* Work instructions *
Print the whole listing again exactly, keeping no pictures in it.
[[ Task material, beginning ]]
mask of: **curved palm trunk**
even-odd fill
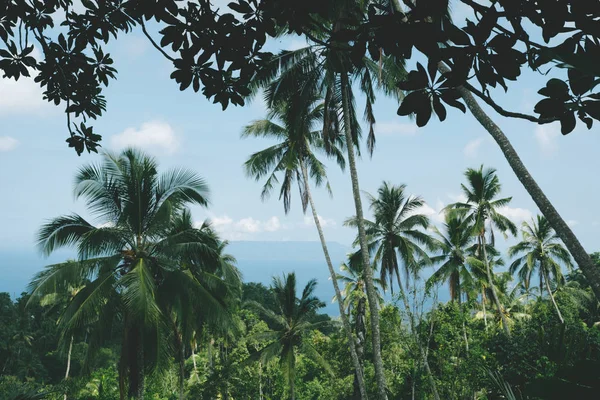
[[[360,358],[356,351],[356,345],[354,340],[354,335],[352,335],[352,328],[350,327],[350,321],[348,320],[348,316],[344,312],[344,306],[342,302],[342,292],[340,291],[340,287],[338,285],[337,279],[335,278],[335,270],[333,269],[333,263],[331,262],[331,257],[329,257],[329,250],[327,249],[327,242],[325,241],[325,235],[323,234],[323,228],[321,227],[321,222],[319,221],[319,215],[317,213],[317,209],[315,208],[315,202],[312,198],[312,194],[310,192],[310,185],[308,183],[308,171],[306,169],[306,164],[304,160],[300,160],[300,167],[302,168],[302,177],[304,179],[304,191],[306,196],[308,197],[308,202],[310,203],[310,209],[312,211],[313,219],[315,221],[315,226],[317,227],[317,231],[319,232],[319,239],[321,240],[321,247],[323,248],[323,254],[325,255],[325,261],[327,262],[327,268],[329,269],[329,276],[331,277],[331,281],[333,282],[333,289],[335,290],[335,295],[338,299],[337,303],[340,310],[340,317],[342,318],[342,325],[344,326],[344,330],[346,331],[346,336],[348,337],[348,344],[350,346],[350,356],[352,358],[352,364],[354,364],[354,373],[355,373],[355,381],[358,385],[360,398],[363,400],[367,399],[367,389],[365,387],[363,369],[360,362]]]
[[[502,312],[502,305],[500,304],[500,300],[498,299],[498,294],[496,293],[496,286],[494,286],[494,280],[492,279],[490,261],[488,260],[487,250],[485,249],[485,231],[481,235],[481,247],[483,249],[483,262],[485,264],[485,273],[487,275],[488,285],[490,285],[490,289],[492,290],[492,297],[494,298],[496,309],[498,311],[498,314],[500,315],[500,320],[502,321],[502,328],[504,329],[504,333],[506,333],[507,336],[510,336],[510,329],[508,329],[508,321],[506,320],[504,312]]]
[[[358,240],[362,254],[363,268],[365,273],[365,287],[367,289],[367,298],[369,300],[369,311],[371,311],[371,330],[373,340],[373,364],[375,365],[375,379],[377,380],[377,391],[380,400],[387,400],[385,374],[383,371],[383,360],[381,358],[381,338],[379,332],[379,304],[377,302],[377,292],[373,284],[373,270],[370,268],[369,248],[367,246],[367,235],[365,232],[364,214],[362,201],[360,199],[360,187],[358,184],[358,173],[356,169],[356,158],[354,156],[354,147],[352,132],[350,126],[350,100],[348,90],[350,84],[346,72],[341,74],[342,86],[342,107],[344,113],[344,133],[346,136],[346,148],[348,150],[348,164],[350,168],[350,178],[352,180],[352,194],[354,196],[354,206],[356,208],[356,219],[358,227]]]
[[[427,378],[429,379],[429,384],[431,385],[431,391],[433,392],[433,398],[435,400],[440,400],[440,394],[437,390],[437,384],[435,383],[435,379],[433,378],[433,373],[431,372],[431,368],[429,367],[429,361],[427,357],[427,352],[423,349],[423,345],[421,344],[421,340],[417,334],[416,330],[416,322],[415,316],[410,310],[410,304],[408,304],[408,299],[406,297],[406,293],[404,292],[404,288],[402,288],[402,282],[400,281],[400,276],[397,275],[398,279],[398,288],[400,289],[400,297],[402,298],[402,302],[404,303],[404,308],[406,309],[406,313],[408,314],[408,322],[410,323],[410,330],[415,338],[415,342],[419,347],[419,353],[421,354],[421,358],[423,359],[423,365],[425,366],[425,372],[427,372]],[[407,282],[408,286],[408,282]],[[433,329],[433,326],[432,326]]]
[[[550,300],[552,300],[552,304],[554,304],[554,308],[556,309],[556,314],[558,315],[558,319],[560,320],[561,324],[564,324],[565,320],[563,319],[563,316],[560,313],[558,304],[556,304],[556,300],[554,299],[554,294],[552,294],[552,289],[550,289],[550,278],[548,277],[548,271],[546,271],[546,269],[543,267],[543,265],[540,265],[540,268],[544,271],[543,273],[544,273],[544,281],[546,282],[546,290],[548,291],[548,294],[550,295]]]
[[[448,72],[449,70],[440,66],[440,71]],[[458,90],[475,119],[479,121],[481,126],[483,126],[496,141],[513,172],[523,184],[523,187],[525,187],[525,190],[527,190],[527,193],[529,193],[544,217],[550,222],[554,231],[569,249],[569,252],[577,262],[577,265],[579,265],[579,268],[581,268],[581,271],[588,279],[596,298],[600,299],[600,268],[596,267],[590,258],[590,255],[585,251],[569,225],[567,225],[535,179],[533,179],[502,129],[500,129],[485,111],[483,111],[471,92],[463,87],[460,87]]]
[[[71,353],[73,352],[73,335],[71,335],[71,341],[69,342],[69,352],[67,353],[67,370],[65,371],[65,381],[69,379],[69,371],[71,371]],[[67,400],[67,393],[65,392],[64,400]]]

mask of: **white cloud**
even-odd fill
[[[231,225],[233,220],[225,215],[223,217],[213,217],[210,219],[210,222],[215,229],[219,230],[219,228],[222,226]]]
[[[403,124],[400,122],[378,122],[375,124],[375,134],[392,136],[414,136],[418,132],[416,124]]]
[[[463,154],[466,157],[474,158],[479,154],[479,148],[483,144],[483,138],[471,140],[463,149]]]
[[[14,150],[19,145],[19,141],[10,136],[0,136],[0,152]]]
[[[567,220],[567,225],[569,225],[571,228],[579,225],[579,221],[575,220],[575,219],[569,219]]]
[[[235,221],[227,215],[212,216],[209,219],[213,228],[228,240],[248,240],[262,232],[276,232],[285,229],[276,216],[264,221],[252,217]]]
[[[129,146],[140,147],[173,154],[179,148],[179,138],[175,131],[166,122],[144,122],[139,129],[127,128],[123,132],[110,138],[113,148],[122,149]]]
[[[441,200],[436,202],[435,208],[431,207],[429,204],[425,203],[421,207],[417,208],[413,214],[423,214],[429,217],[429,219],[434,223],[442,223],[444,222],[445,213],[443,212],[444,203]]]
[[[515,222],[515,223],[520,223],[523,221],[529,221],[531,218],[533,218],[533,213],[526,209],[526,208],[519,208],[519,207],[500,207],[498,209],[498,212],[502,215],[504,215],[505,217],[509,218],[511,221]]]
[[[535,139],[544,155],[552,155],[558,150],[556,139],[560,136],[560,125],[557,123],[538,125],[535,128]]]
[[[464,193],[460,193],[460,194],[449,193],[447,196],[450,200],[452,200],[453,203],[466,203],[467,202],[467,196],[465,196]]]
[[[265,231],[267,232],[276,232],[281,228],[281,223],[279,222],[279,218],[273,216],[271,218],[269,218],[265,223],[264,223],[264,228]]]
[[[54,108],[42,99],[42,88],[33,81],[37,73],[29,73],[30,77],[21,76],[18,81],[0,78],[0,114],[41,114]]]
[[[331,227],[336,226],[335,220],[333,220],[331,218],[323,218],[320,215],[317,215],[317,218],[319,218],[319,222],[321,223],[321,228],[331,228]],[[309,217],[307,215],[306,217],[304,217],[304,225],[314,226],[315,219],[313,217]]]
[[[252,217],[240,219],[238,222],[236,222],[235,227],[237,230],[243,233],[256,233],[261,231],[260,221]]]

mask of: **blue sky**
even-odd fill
[[ Task material, end ]]
* Problem solution *
mask of: **curved palm trunk**
even-odd fill
[[[360,358],[356,351],[356,345],[354,340],[354,335],[352,335],[352,328],[350,327],[350,321],[348,320],[348,316],[344,312],[344,306],[342,302],[342,292],[340,291],[340,287],[338,285],[337,279],[335,278],[335,270],[333,269],[333,263],[331,262],[331,257],[329,257],[329,250],[327,249],[327,242],[325,241],[325,235],[323,234],[323,228],[321,227],[321,222],[319,221],[319,215],[317,213],[317,209],[315,208],[315,202],[312,198],[312,194],[310,192],[310,185],[308,183],[308,171],[306,169],[306,164],[304,160],[300,160],[300,167],[302,168],[302,177],[304,179],[304,191],[306,196],[308,197],[308,202],[310,203],[310,209],[312,211],[313,219],[315,221],[315,226],[317,227],[317,231],[319,232],[319,239],[321,240],[321,247],[323,248],[323,254],[325,255],[325,261],[327,262],[327,268],[329,269],[329,276],[331,277],[331,281],[333,282],[333,289],[335,290],[335,295],[338,299],[337,303],[340,310],[340,317],[342,318],[342,325],[344,326],[344,330],[346,331],[346,336],[348,337],[348,344],[350,346],[350,356],[352,358],[352,364],[354,364],[354,373],[355,373],[355,381],[358,385],[360,398],[363,400],[367,399],[367,389],[365,387],[363,369],[360,362]]]
[[[502,312],[502,305],[500,304],[500,300],[498,299],[498,294],[496,293],[496,286],[494,286],[494,280],[492,279],[490,261],[488,260],[487,250],[485,249],[485,231],[481,235],[481,247],[483,249],[483,262],[485,264],[485,273],[487,275],[488,285],[490,285],[490,289],[492,290],[492,297],[494,298],[496,309],[498,311],[498,314],[500,315],[500,320],[502,321],[502,328],[504,329],[504,333],[506,333],[507,336],[510,336],[510,329],[508,329],[508,321],[506,320],[504,312]]]
[[[358,240],[362,254],[363,268],[365,273],[365,287],[367,289],[367,298],[369,300],[369,311],[371,311],[371,330],[373,340],[373,364],[375,365],[375,379],[377,380],[377,391],[380,400],[387,400],[385,374],[383,371],[383,360],[381,358],[381,338],[379,332],[379,304],[377,302],[377,292],[373,284],[373,270],[370,268],[369,248],[367,246],[367,235],[365,232],[364,214],[362,201],[360,199],[360,187],[358,184],[358,173],[356,169],[356,158],[354,156],[354,147],[352,132],[350,126],[350,100],[348,90],[350,84],[346,72],[341,74],[342,86],[342,107],[344,113],[344,133],[346,136],[346,148],[348,150],[348,164],[350,168],[350,178],[352,180],[352,194],[354,196],[354,206],[356,208],[356,219],[358,227]]]
[[[427,378],[429,379],[429,384],[431,385],[431,391],[433,392],[433,398],[435,400],[440,400],[440,394],[437,390],[437,384],[435,383],[435,379],[433,378],[433,373],[431,372],[431,368],[429,367],[429,361],[427,357],[427,352],[423,349],[423,345],[421,344],[421,340],[417,334],[416,330],[416,322],[415,316],[410,310],[410,304],[408,304],[408,299],[406,297],[406,293],[404,292],[404,288],[402,288],[402,282],[400,281],[400,276],[397,275],[398,279],[398,288],[400,289],[400,297],[402,298],[402,302],[404,303],[404,308],[406,309],[406,313],[408,314],[408,322],[410,323],[410,330],[415,338],[415,342],[419,347],[419,353],[421,354],[421,358],[423,359],[423,365],[425,366],[425,372],[427,372]],[[407,282],[408,286],[408,282]],[[433,329],[433,326],[432,326]]]
[[[550,300],[552,300],[552,304],[554,304],[554,308],[556,309],[556,314],[558,315],[558,319],[560,320],[561,324],[564,324],[565,320],[563,319],[563,316],[560,313],[558,304],[556,304],[556,300],[554,299],[554,294],[552,294],[552,289],[550,289],[550,278],[548,277],[548,271],[546,271],[546,269],[543,267],[543,265],[540,265],[540,268],[544,271],[543,273],[544,273],[544,281],[546,282],[546,290],[548,291],[548,294],[550,295]]]
[[[448,72],[449,70],[440,66],[440,71]],[[458,90],[475,119],[479,121],[481,126],[483,126],[496,141],[513,172],[523,184],[523,187],[525,187],[525,190],[527,190],[527,193],[529,193],[544,217],[550,222],[554,231],[569,249],[569,252],[577,262],[577,265],[579,265],[579,268],[581,268],[581,271],[588,279],[596,298],[600,299],[600,268],[596,267],[590,258],[590,255],[585,251],[569,225],[567,225],[535,179],[533,179],[502,129],[500,129],[485,111],[483,111],[471,92],[463,87],[460,87]]]
[[[71,353],[73,352],[73,335],[71,335],[71,341],[69,342],[69,352],[67,353],[67,370],[65,371],[65,381],[69,379],[69,371],[71,371]],[[67,400],[67,393],[65,392],[64,400]]]

mask of: **white cloud**
even-odd fill
[[[231,225],[233,220],[225,215],[223,217],[213,217],[210,219],[210,222],[215,229],[219,230],[219,228],[222,226]]]
[[[403,124],[400,122],[378,122],[375,124],[375,134],[392,136],[414,136],[418,132],[416,124]]]
[[[463,154],[466,157],[474,158],[479,154],[479,148],[483,144],[483,138],[471,140],[463,149]]]
[[[14,150],[19,145],[19,141],[10,136],[0,136],[0,152]]]
[[[567,220],[567,225],[569,225],[571,228],[579,225],[579,221],[575,220],[575,219],[569,219]]]
[[[235,221],[227,215],[212,216],[209,219],[213,228],[228,240],[248,240],[262,232],[276,232],[285,229],[276,216],[264,221],[252,217]]]
[[[129,146],[140,147],[173,154],[179,148],[179,138],[175,131],[166,122],[144,122],[139,129],[127,128],[123,132],[110,138],[113,148],[122,149]]]
[[[441,200],[436,202],[435,208],[431,207],[429,204],[425,203],[421,207],[417,208],[413,214],[423,214],[429,217],[429,219],[434,223],[442,223],[444,222],[445,213],[443,212],[444,203]]]
[[[515,222],[515,223],[520,223],[523,221],[529,221],[531,218],[533,218],[533,213],[526,209],[526,208],[519,208],[519,207],[500,207],[498,209],[498,212],[502,215],[504,215],[505,217],[509,218],[511,221]]]
[[[535,139],[544,155],[552,155],[558,150],[556,139],[560,136],[560,125],[557,123],[538,125],[535,128]]]
[[[464,193],[460,193],[460,194],[449,193],[447,196],[450,200],[452,200],[453,203],[466,203],[467,202],[467,196],[465,196]]]
[[[265,231],[267,232],[276,232],[281,228],[281,223],[279,222],[279,218],[273,216],[271,218],[269,218],[265,223],[264,223],[264,228]]]
[[[54,108],[42,99],[42,88],[33,81],[37,73],[29,73],[30,77],[21,76],[18,81],[0,78],[0,114],[41,114]]]
[[[331,227],[336,226],[335,220],[333,220],[331,218],[323,218],[320,215],[317,215],[317,218],[319,218],[319,222],[321,223],[321,228],[331,228]],[[309,217],[307,215],[306,217],[304,217],[304,225],[314,226],[315,219],[313,217]]]
[[[252,217],[240,219],[238,222],[236,222],[235,227],[237,230],[243,233],[256,233],[261,231],[260,221]]]

mask of: **blue sky**
even-odd fill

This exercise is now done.